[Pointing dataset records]
===============

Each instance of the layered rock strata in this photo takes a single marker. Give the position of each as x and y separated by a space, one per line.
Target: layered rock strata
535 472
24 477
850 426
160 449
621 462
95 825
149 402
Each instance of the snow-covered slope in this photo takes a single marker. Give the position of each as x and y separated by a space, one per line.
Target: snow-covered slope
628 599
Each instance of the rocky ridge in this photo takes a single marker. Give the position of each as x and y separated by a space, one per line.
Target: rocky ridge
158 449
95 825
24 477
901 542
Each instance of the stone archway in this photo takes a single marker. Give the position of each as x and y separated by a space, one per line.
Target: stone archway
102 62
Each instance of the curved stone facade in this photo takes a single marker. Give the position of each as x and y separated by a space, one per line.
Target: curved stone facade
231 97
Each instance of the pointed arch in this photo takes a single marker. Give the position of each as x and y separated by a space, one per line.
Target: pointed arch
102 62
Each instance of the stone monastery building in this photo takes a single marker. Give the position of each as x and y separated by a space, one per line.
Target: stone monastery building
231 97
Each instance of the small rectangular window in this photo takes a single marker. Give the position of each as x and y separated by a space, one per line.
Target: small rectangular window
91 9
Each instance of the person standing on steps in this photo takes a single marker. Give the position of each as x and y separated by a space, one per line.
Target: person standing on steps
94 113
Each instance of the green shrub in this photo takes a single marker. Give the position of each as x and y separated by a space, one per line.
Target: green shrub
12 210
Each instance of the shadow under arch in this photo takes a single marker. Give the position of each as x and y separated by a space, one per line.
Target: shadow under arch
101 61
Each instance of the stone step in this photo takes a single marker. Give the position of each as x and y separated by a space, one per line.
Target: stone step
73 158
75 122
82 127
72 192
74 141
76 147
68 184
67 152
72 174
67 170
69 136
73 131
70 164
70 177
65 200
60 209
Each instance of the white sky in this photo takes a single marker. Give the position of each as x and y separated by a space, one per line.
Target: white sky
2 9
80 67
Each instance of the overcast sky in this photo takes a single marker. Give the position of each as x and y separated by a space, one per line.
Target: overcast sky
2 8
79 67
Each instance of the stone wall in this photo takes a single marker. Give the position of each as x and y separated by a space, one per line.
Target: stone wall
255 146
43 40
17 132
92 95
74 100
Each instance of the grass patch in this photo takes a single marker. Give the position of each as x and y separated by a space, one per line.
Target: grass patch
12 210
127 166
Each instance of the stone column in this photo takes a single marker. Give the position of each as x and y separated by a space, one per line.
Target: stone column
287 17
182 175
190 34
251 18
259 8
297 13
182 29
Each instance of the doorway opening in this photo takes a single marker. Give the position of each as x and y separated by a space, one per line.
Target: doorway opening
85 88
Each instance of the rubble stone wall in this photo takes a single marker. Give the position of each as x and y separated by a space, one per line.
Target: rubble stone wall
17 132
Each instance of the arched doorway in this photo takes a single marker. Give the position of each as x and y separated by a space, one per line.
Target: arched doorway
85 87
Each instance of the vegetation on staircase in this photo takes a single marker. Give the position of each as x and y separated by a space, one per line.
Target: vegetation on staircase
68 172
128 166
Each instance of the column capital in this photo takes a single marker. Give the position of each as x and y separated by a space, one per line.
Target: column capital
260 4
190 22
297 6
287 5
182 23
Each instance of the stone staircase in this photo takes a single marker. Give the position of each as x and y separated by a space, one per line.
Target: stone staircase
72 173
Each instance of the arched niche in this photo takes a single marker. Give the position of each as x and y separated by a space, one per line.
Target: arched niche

===============

Set task:
Reproduce everything from the line containing "Each instance of the stone staircase" down to the end of the rows, requests included. Multiply each x and y coordinate in the answers by 1.6 and round to whole numbers, with halves rounding up.

Exercise solution:
Each instance of the stone staircase in this photo takes a single marker. Give the position of each as x and y separated by a space, one per line.
Target: stone staircase
115 277
Each instance of the arched niche in this photo takes a single marker. Give the position of each as x and y separated by a space, one per line.
Target: arched niche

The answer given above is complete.